• [Prompt 1] According to the Steve Kluger excerpt, where does Kluger live?
• [Prompt 2] List every occupation attributed to Steve Kluger in the excerpt about him.
• [Prompt 3] From the Steve Kluger excerpt, copy the passage that begins at the words "Steve Kluger lives" and stop after "Changing Pitches (1984)".

• [Page excerpt]
--- START ---

Steve Kluger (born June 24, 1952) is an American author, playwright, journalist, librettist and lyricist, whose writing is noted for its baseball, gay, and historical (particularly World War II) themes. He has also worked on civil rights, gay rights, and baseball community causes, including Japanese American internment redress and the campaign to save Fenway Park.

His second novel, Last Days of Summer, is the basis for the 2018 musical of the same title.

Steve Kluger lives in Brookline, Massachusetts.

==Early life and education ==
Kluger was born and raised in Baltimore, Maryland. He graduated from Hackley School in Tarrytown, New York, in 1970, and attended the University of Southern California.

== Published and produced works ==
=== Novels ===
- Changing Pitches (1984)
- Last Days of Summer (1998)

--- END ---

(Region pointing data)
--- START ---

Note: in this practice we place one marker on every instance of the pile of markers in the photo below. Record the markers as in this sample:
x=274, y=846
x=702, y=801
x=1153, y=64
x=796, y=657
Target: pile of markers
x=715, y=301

--- END ---

• [Task answer 1] Brookline, Massachusetts

• [Task answer 2] Author, playwright, journalist, librettist, lyricist

• [Task answer 3]
Steve Kluger lives in Brookline, Massachusetts.

==Early life and education ==
Kluger was born and raised in Baltimore, Maryland. He graduated from Hackley School in Tarrytown, New York, in 1970, and attended the University of Southern California.

== Published and produced works ==
=== Novels ===
- Changing Pitches (1984)